» **Data provided**
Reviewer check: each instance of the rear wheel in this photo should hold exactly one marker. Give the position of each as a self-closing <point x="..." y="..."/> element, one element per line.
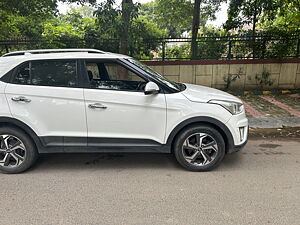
<point x="17" y="150"/>
<point x="199" y="148"/>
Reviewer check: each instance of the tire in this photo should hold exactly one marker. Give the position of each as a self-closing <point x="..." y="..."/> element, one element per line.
<point x="199" y="148"/>
<point x="17" y="150"/>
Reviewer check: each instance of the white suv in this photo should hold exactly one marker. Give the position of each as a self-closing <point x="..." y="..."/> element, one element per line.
<point x="86" y="100"/>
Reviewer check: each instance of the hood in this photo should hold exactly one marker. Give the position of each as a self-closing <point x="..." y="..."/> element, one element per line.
<point x="198" y="93"/>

» **Activity**
Any images must be left out; transcribe the rest of the material exactly.

» **Exercise output**
Reviewer check: each instance of the rear wheel in this photo should hold exactly one marker. Give the position of each as a self-closing <point x="..." y="..."/> element, one element per line.
<point x="17" y="150"/>
<point x="199" y="148"/>
Reviewer check: each instance of the tire in this photo should hold exactly one marker. Give the position of each as a self-closing <point x="..." y="..."/> element, one element per line.
<point x="199" y="148"/>
<point x="17" y="150"/>
Reviewer check: each instance of the white suv in this photo should hold exactly one marker. Give the position of each as a self-closing <point x="..." y="..."/> element, one element per line.
<point x="86" y="100"/>
Reviewer check: each instance of the hood in this photo should hold exactly one marker. Give the position of each as a self-closing <point x="..." y="..."/> element, one element per line.
<point x="198" y="93"/>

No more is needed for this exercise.